----- Extract -----
Sleep in Seattle then O Canada.

After my sojourn in San Fransisters, and my R&R in Marin, where I won one and lost one game of Scrabble, those Scrabble dictionaries really cramp my style, I flew to another gorgeous city, Seattle.  It’s a tough job, but someone’s got to visit them.  Michele and one of her posse, Francisca, took a 24 hour train ride up to Seatte.  She would not recommend it.  My pal Paul Bauer, who has produced me several times there, picked me up at SeaTac.  It was March, so he was in shorts.  Note to foodies reading this: all meals were taken at The Flying Fish.

Except for the NCLR benefit that night at the Hotel Andra and their hors were fab.  The Seattle gals showed up! I had great chats with real estate brokers, a pilates trainer, a minister, a fabulous scientist and a private investigator.  Cris Williamson, whose 30th Anniversary Changer and the Changed Tour – has it only been 30 years? – is also NCLR sponsored and who lives in town, came to the event. Always a pleasure.  Because of a 5K match, we shut the doors and wouldn’t let anyone leave until we raised the match.  Catholic guilt and fundraising, it’s a natural.
-----
▸ Exercise set
- A) Answer these questions about the Seattle trip post.
(i) How did Michele and Francisca get to Seattle?
(ii) Who picked the writer up at SeaTac?
(iii) At which hotel was the NCLR benefit held?
- B) Reproduce the stretch of the Seattle trip post from "Sleep in Seattle" through "The Flying Fish.".
- C) Carry on the Seattle trip post past its final sentence.
----- Recorded data -----
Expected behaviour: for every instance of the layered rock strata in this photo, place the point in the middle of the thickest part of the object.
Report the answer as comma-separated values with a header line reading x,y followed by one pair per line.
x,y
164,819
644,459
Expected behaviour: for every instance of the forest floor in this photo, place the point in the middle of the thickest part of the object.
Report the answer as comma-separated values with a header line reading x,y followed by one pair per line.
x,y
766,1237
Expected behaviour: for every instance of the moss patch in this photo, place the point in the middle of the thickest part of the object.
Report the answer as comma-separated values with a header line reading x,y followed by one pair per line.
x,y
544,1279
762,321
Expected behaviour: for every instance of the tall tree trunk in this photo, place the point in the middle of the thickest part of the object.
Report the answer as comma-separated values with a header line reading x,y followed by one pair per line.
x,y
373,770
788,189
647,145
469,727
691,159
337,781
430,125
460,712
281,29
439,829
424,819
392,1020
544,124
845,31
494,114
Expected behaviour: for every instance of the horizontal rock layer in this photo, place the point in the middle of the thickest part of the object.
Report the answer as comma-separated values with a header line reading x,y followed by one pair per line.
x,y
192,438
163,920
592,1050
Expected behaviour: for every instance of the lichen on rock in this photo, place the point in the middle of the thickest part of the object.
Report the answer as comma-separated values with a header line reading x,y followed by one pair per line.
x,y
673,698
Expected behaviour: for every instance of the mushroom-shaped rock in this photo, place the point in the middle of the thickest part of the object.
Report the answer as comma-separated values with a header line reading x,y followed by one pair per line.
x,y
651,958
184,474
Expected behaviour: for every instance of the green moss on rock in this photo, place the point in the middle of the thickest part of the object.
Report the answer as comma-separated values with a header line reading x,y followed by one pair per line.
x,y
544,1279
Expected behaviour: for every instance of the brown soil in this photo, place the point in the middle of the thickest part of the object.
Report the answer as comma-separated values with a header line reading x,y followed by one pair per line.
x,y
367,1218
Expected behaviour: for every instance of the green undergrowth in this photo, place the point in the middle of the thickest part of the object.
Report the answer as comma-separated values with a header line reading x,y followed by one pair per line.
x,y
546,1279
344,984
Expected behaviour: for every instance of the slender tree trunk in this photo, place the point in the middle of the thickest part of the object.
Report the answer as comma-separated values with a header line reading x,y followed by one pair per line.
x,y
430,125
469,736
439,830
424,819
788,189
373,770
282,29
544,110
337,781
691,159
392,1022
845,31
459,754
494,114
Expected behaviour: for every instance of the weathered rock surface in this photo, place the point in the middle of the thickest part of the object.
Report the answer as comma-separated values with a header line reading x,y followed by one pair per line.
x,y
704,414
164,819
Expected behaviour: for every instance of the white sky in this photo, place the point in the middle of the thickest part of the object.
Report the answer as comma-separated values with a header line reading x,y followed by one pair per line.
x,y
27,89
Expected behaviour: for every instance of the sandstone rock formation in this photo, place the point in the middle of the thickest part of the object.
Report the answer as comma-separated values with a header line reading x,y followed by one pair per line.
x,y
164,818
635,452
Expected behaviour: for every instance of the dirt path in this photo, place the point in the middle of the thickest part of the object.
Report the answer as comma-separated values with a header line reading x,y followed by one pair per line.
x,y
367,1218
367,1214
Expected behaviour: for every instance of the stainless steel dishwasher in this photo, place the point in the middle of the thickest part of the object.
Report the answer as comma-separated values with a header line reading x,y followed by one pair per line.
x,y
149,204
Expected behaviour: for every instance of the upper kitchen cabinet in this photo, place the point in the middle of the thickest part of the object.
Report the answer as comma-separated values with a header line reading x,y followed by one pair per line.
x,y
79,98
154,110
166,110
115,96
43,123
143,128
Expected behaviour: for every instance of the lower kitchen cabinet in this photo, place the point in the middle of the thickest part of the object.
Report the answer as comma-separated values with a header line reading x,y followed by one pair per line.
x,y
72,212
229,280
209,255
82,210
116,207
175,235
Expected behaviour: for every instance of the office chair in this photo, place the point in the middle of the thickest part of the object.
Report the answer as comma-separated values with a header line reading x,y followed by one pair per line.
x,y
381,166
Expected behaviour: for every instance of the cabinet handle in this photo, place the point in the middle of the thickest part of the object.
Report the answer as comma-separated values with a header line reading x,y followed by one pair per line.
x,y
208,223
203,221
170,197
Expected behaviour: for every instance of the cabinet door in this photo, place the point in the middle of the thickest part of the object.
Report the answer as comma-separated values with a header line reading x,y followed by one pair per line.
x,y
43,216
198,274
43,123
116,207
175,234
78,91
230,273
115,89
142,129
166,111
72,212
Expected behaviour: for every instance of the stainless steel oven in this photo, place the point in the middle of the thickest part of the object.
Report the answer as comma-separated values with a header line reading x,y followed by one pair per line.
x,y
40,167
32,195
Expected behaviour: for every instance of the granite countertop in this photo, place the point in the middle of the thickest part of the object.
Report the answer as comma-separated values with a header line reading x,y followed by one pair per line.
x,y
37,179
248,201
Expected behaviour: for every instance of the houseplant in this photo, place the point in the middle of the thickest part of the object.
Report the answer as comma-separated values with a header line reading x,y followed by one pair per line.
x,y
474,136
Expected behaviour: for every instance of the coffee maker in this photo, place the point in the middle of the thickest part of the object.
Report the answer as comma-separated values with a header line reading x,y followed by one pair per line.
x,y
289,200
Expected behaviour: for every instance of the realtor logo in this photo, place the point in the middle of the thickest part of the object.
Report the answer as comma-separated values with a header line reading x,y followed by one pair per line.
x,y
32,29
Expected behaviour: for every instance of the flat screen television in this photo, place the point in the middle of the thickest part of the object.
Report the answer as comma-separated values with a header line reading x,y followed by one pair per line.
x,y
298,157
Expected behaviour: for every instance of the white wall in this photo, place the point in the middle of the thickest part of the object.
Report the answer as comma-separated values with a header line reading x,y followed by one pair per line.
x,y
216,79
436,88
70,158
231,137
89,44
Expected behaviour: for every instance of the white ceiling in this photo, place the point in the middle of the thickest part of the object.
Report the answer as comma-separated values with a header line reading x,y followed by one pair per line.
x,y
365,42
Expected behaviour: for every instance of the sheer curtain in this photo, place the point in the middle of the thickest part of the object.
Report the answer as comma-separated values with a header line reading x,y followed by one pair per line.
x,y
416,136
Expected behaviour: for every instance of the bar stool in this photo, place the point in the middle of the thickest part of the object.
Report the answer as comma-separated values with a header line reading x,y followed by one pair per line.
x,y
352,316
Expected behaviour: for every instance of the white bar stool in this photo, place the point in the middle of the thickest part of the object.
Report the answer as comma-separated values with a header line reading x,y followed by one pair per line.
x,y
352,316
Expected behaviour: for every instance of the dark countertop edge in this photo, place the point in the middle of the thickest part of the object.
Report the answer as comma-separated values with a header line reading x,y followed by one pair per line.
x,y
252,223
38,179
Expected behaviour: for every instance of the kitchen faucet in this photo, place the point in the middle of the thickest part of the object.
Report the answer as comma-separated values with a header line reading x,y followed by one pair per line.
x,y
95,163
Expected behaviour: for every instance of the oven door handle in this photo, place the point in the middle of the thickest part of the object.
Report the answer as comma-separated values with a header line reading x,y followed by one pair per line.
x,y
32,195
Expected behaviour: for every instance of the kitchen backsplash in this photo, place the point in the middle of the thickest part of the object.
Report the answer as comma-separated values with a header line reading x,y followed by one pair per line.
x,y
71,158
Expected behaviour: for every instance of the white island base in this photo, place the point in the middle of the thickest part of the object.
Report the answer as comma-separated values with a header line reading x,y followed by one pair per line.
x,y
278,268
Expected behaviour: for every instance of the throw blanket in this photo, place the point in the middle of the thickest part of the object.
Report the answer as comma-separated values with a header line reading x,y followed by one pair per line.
-----
▸ Responses for each task
- A)
(i) They took a 24 hour train ride.
(ii) Paul Bauer.
(iii) The Hotel Andra.

- B)
Sleep in Seattle then O Canada.

After my sojourn in San Fransisters, and my R&R in Marin, where I won one and lost one game of Scrabble, those Scrabble dictionaries really cramp my style, I flew to another gorgeous city, Seattle.  It’s a tough job, but someone’s got to visit them.  Michele and one of her posse, Francisca, took a 24 hour train ride up to Seatte.  She would not recommend it.  My pal Paul Bauer, who has produced me several times there, picked me up at SeaTac.  It was March, so he was in shorts.  Note to foodies reading this: all meals were taken at The Flying Fish.

- C)
The Seattle show at the Bena Roya Hall, Benihana to me, was dreamy – packed and they were all charged up by yet another anti-gay measure.  People need to get real jobs.  Why can’t we, as a gay movement, just start suing these anti-gay ballot pushers for harrassment and loss of income? 

Next morning, we boarded the Victoria Clipper to Victoria. You haven’t lived until you ride the ferries in the northwest.   I’m clapping.  I believe in ferries.  Jannit, who met us at the terminal gave us a quick tour of some of the island.  Spring was springing, the sun was out, things were blooming.  Then I was sneezing, but that’s for my medical blog.  The show in the Alix Goolden Hall was great fun.  No one appreciates some good Bush Bashing like Canadians.  They are all quite restrained – they could have gone around gloating, "We told you so," but they now have a new P.M. Steven Harper, who wants to be like George, so they seem a bit embarrassed.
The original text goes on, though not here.